## Begin ENTRIES SUPPLIED

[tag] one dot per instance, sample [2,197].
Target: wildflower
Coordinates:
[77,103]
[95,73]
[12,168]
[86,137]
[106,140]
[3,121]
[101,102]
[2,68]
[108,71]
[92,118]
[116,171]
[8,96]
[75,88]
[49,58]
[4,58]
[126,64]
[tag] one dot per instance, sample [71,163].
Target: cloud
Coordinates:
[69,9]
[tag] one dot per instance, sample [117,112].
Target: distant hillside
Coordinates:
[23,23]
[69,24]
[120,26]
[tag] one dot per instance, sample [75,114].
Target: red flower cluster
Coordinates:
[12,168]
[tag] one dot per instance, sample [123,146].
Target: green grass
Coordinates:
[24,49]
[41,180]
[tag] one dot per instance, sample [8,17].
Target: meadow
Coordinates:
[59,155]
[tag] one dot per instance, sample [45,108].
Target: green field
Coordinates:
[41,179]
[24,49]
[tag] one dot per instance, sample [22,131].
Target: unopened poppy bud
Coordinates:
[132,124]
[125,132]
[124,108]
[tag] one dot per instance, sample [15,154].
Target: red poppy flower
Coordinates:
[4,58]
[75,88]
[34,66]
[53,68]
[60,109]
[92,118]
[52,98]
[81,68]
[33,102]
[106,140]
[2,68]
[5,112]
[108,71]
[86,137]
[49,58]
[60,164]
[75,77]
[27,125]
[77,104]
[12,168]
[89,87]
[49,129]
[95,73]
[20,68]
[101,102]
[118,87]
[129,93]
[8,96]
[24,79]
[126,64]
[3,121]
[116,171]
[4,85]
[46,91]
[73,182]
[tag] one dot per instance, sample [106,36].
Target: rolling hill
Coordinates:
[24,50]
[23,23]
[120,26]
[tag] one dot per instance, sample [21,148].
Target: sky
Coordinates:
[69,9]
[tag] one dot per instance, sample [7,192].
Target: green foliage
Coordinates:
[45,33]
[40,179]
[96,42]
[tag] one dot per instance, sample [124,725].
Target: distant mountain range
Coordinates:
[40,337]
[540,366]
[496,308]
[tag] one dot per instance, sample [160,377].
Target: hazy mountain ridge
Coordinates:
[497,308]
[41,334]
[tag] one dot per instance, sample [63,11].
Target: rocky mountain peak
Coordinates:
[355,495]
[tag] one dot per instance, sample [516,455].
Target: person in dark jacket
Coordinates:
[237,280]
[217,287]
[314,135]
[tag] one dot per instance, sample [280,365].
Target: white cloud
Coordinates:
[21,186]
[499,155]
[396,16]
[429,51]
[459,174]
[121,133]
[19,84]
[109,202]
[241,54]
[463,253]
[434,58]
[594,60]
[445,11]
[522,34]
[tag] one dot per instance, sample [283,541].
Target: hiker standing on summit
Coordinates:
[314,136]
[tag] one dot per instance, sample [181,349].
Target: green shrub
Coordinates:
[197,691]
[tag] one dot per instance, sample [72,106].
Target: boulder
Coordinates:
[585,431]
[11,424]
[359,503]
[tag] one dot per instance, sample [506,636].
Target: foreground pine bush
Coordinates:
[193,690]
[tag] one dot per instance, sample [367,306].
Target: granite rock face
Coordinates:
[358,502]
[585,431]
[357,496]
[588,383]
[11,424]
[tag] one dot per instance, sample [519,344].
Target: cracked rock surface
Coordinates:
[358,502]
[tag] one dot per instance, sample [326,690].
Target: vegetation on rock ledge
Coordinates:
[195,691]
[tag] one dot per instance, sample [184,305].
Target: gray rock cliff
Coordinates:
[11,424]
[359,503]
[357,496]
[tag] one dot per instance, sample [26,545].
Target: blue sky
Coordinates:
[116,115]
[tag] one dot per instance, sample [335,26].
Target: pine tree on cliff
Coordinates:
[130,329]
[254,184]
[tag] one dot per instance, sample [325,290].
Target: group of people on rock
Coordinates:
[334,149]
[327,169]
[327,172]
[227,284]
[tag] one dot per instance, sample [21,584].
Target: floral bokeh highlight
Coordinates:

## End ENTRIES SUPPLIED
## Begin ENTRIES SUPPLIED

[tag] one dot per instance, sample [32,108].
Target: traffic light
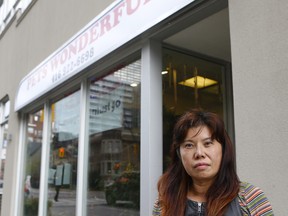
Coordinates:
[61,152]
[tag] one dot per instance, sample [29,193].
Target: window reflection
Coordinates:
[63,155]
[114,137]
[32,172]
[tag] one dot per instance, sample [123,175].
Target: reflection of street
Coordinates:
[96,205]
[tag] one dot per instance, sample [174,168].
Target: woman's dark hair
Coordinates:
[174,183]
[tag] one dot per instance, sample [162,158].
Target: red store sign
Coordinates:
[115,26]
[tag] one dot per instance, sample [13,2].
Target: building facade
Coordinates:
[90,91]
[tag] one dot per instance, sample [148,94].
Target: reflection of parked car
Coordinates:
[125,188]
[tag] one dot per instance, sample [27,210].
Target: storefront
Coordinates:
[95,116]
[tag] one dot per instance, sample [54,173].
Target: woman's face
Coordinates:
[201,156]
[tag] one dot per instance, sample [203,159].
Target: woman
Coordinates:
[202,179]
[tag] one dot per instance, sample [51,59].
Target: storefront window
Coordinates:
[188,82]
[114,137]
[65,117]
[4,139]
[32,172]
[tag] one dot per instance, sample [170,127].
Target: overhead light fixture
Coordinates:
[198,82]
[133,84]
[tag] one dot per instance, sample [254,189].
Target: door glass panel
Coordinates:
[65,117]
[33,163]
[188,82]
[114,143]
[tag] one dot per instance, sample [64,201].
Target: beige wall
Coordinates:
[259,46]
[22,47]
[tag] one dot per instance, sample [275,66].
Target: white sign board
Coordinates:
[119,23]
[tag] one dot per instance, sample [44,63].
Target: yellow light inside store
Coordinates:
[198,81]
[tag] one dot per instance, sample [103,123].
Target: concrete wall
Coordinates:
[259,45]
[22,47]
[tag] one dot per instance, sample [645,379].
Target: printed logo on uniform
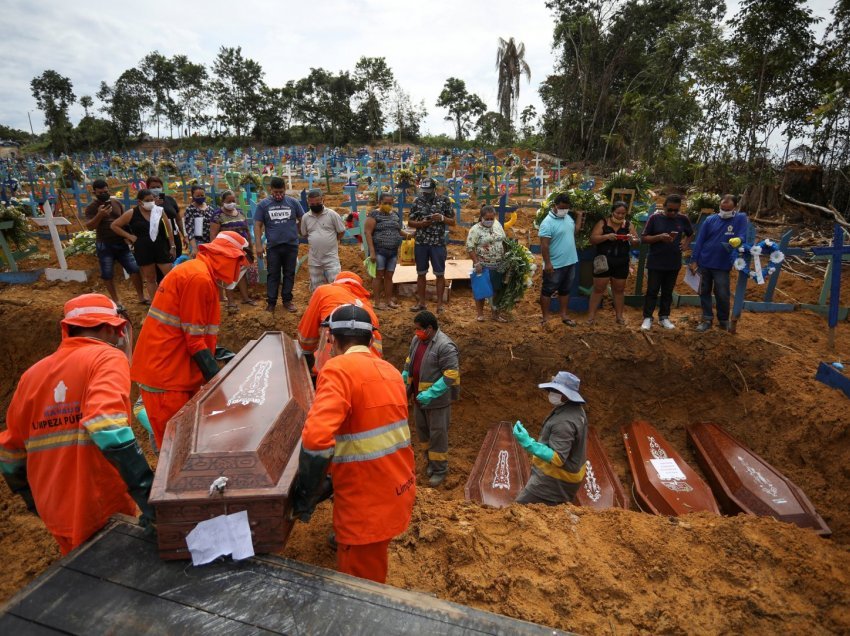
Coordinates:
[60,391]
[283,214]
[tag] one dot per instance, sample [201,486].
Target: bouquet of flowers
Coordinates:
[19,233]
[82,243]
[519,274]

## End ENTRIES SUPPLIED

AIM: Select and copy out every line in the listing above that contains the string "pine". Case matters.

WRITTEN RESPONSE:
Target: foreground pine bush
Target: pine tree on cliff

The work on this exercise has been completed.